* Try it *
Print the data exactly as it is given, please.

* Exercise data *
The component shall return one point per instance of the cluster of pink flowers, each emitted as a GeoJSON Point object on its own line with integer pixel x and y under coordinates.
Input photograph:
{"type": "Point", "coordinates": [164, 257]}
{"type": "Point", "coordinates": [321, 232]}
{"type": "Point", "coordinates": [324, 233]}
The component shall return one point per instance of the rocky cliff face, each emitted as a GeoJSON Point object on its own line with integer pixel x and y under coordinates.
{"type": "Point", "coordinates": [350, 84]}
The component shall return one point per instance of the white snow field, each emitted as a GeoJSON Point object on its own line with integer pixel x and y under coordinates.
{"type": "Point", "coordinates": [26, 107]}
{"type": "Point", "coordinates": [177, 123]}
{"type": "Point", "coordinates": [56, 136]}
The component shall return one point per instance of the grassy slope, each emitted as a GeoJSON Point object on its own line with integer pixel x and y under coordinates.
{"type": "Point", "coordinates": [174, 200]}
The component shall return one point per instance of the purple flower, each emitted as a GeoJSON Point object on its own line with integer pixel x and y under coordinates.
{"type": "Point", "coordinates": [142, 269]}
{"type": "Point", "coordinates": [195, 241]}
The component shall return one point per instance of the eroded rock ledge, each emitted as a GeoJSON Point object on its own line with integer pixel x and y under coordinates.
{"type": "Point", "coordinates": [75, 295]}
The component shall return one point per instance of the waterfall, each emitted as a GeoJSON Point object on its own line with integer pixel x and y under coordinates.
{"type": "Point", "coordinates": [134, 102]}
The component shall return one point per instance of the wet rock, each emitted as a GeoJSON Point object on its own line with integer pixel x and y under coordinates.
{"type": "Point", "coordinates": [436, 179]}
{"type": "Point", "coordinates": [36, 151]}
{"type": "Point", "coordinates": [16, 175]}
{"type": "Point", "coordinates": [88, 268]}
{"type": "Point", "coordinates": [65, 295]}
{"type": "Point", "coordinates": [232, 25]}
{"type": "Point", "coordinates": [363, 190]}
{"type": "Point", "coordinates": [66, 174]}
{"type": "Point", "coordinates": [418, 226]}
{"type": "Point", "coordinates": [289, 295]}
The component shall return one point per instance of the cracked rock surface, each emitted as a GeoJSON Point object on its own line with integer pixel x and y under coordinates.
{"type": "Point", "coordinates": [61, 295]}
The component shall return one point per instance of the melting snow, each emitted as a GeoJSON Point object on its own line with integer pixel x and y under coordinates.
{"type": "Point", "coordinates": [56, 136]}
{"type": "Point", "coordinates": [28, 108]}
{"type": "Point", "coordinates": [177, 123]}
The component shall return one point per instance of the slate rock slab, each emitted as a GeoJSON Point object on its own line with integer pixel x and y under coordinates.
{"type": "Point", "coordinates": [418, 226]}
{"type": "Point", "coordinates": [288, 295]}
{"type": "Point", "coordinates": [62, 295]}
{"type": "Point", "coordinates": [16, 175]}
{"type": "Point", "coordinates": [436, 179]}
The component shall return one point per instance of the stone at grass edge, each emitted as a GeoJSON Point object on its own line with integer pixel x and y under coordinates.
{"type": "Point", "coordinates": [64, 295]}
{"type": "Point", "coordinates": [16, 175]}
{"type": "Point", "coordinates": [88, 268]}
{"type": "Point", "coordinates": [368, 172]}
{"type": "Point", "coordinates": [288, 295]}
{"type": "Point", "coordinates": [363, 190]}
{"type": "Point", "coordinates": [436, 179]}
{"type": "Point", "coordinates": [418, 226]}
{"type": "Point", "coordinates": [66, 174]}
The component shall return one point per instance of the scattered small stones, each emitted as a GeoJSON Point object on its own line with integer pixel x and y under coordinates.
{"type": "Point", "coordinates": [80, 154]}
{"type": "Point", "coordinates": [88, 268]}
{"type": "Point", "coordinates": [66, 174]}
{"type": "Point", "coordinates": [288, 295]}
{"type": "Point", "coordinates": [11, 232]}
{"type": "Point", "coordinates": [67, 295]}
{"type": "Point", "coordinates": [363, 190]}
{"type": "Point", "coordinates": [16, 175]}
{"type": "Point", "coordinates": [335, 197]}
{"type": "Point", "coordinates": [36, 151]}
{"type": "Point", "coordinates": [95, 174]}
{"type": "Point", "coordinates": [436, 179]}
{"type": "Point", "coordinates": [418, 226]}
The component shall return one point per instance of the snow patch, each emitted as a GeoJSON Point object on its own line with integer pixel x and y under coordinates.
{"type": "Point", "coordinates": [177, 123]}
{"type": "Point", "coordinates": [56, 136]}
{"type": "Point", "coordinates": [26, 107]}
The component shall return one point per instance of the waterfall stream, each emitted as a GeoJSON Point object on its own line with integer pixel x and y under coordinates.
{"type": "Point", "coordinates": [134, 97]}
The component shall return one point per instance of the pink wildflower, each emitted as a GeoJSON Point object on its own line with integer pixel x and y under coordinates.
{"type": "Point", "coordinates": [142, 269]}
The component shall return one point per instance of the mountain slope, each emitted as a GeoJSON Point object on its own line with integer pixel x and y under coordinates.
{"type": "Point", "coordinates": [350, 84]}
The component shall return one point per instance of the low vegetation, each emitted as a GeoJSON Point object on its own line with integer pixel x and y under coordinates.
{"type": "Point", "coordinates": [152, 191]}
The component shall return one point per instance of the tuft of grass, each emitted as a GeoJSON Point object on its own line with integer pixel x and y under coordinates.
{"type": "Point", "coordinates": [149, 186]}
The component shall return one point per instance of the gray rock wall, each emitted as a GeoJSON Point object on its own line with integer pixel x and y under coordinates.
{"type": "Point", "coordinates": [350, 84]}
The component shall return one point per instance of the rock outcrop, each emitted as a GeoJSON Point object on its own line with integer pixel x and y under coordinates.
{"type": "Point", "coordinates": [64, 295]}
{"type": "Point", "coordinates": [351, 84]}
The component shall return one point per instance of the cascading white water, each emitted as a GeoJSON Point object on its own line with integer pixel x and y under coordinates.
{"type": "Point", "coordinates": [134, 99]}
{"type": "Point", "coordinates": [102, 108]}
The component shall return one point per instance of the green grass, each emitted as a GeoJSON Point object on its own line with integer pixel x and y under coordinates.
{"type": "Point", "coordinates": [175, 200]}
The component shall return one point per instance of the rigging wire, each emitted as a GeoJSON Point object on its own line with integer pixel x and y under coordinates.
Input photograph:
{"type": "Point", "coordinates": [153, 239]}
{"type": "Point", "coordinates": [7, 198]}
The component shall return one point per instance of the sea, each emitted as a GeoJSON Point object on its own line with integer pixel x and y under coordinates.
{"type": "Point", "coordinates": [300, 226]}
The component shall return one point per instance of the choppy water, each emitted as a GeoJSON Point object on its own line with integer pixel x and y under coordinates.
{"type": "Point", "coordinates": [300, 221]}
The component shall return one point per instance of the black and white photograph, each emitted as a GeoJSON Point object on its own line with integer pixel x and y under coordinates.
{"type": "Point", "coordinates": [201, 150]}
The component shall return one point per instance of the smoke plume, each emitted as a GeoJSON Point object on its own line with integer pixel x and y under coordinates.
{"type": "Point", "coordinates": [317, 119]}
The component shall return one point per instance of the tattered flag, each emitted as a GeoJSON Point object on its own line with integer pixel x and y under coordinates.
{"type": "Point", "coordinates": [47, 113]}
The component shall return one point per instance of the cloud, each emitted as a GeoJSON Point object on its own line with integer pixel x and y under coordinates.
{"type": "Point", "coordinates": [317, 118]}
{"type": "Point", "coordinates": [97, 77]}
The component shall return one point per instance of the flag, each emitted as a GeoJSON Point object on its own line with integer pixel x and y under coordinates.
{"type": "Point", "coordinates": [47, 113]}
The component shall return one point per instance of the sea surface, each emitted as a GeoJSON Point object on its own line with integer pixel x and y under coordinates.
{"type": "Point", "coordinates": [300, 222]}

* Your response *
The component shall return one point per instance of the cluster of pink flowers, each emitted as a GeoJSON Point object on its own line with integer pixel x and y under coordinates.
Input photograph:
{"type": "Point", "coordinates": [164, 257]}
{"type": "Point", "coordinates": [321, 232]}
{"type": "Point", "coordinates": [324, 233]}
The component shall return one point per instance of the rocky cliff face, each emitted as a GeoJSON Point object on its own line with integer pixel x and y under coordinates.
{"type": "Point", "coordinates": [350, 84]}
The component shall return one point per instance of the white snow field, each emitted as a GeoJSON Point object on its own line with integer pixel x and y under coordinates.
{"type": "Point", "coordinates": [26, 107]}
{"type": "Point", "coordinates": [177, 123]}
{"type": "Point", "coordinates": [56, 136]}
The component shall return one point per instance of the grassy slope, each emitted as a GeoJSON Point object on its own line with integer pixel x and y under coordinates.
{"type": "Point", "coordinates": [174, 200]}
The component shall return one point per instance of the purple flower, each emitted as a GeoJSON Point object on its own line with integer pixel x and y under coordinates.
{"type": "Point", "coordinates": [142, 269]}
{"type": "Point", "coordinates": [195, 241]}
The component shall return one point per instance of the eroded rock ledge, each emitted as a GeoJSON Point object on its own line with integer pixel x and y under coordinates.
{"type": "Point", "coordinates": [75, 295]}
The component shall return one point per instance of the waterfall, each emitted as a GeoJSON Point object on its own line with integer pixel x and y under coordinates.
{"type": "Point", "coordinates": [134, 102]}
The component shall return one point per instance of the wet rock, each emitted as a GeoJSON Point object on its own line with integer pixel x and y under coordinates.
{"type": "Point", "coordinates": [436, 179]}
{"type": "Point", "coordinates": [36, 151]}
{"type": "Point", "coordinates": [16, 175]}
{"type": "Point", "coordinates": [88, 268]}
{"type": "Point", "coordinates": [65, 295]}
{"type": "Point", "coordinates": [232, 25]}
{"type": "Point", "coordinates": [363, 190]}
{"type": "Point", "coordinates": [66, 174]}
{"type": "Point", "coordinates": [418, 226]}
{"type": "Point", "coordinates": [289, 295]}
The component shall return one point per instance of the cracked rock surface, each emitted as a GeoJSON Point object on its own line with integer pixel x and y under coordinates.
{"type": "Point", "coordinates": [61, 295]}
The component shall return one point per instance of the melting snow, each emitted as a GeoJSON Point object on its own line with integer pixel x and y under coordinates.
{"type": "Point", "coordinates": [56, 136]}
{"type": "Point", "coordinates": [28, 108]}
{"type": "Point", "coordinates": [177, 123]}
The component shall return one point per instance of the slate rock slab, each emitted as a GeoJSON Point object on its own line with integer pixel x and y under coordinates.
{"type": "Point", "coordinates": [418, 226]}
{"type": "Point", "coordinates": [288, 295]}
{"type": "Point", "coordinates": [62, 295]}
{"type": "Point", "coordinates": [16, 175]}
{"type": "Point", "coordinates": [436, 179]}
The component shall return one point per instance of the stone at grass edge, each emitted as a GeoJSON Point object on its own line with integer pixel x and y under coordinates.
{"type": "Point", "coordinates": [64, 295]}
{"type": "Point", "coordinates": [16, 175]}
{"type": "Point", "coordinates": [88, 268]}
{"type": "Point", "coordinates": [368, 172]}
{"type": "Point", "coordinates": [288, 295]}
{"type": "Point", "coordinates": [363, 190]}
{"type": "Point", "coordinates": [436, 179]}
{"type": "Point", "coordinates": [418, 226]}
{"type": "Point", "coordinates": [66, 174]}
The component shall return one point per instance of the scattered small stones, each emitted as a GeoJSON Point object on its own line with integer pixel x and y under coordinates.
{"type": "Point", "coordinates": [80, 154]}
{"type": "Point", "coordinates": [88, 268]}
{"type": "Point", "coordinates": [66, 174]}
{"type": "Point", "coordinates": [288, 295]}
{"type": "Point", "coordinates": [11, 232]}
{"type": "Point", "coordinates": [67, 295]}
{"type": "Point", "coordinates": [363, 190]}
{"type": "Point", "coordinates": [16, 175]}
{"type": "Point", "coordinates": [335, 197]}
{"type": "Point", "coordinates": [36, 151]}
{"type": "Point", "coordinates": [95, 174]}
{"type": "Point", "coordinates": [436, 179]}
{"type": "Point", "coordinates": [418, 226]}
The component shall return one point per instance of the snow patch, each emitted as a GeoJSON Point object on its own line with integer pixel x and y under coordinates.
{"type": "Point", "coordinates": [177, 123]}
{"type": "Point", "coordinates": [56, 136]}
{"type": "Point", "coordinates": [26, 107]}
The component shall return one point per instance of the waterfall stream, each emitted as a GeoJSON Point object on its own line with integer pixel x and y under coordinates.
{"type": "Point", "coordinates": [134, 97]}
The component shall return one point per instance of the pink wildflower, each emitted as a GeoJSON Point object on its own line with integer pixel x and y under coordinates.
{"type": "Point", "coordinates": [142, 269]}
The component shall return one point per instance of the mountain slope, each emitted as a GeoJSON Point object on its own line with integer pixel x and y under coordinates.
{"type": "Point", "coordinates": [350, 84]}
The component shall return one point per instance of the low vegetation, each emitted as a GeoJSON Point object on its own line with integer pixel x and y under coordinates.
{"type": "Point", "coordinates": [152, 191]}
The component shall return one point per instance of the tuft of grass, each emitted as a GeoJSON Point object on its own line with integer pixel x and y under coordinates.
{"type": "Point", "coordinates": [149, 186]}
The component shall return one point per instance of the gray rock wall, each emitted as a GeoJSON Point object on its own line with integer pixel x and y under coordinates.
{"type": "Point", "coordinates": [350, 84]}
The component shall return one point per instance of the rock outcrop, each emitted as a GeoJSON Point object on its own line with integer pixel x and y under coordinates.
{"type": "Point", "coordinates": [64, 295]}
{"type": "Point", "coordinates": [351, 84]}
The component shall return one point per instance of the cascading white water, each emitted as a GeoJSON Point object on its own line with integer pixel x and y under coordinates.
{"type": "Point", "coordinates": [134, 99]}
{"type": "Point", "coordinates": [102, 108]}
The component shall return one point per instance of the green grass, each emitted as a GeoJSON Point object on its own line with integer pixel x and y under coordinates.
{"type": "Point", "coordinates": [175, 200]}
The component shall return one point per instance of the rigging wire, each emitted as a GeoJSON Point object on its own line with integer pixel x and y under coordinates.
Input photograph:
{"type": "Point", "coordinates": [153, 239]}
{"type": "Point", "coordinates": [7, 198]}
The component shall return one point per instance of the sea, each emitted as a GeoJSON Point object on its own line with integer pixel x and y under coordinates.
{"type": "Point", "coordinates": [300, 226]}
The component shall return one point per instance of the choppy water, each emitted as a GeoJSON Point object on its own line with integer pixel x and y under coordinates.
{"type": "Point", "coordinates": [300, 221]}
The component shall return one point per instance of the black and white photograph, each emitted as a GeoJSON Point object on its own line with integer pixel x and y under coordinates.
{"type": "Point", "coordinates": [201, 150]}
The component shall return one point per instance of the smoke plume, each emitted as a GeoJSON Point object on its own line with integer pixel x and y under coordinates.
{"type": "Point", "coordinates": [317, 119]}
The component shall return one point per instance of the tattered flag, each emitted as a GeoJSON Point object on its own line with integer pixel x and y under coordinates.
{"type": "Point", "coordinates": [47, 113]}
The component shall return one point per instance of the cloud, each emitted as a GeoJSON Point object on its own line with integer pixel x and y under coordinates.
{"type": "Point", "coordinates": [317, 118]}
{"type": "Point", "coordinates": [97, 77]}
The component shall return one point per instance of the flag, each emitted as a GeoJSON Point object on its own line with integer pixel x and y under coordinates.
{"type": "Point", "coordinates": [47, 113]}
The component shall return one point per instance of the sea surface, each emitted as a GeoJSON Point object on its own line with integer pixel x and y under coordinates.
{"type": "Point", "coordinates": [300, 222]}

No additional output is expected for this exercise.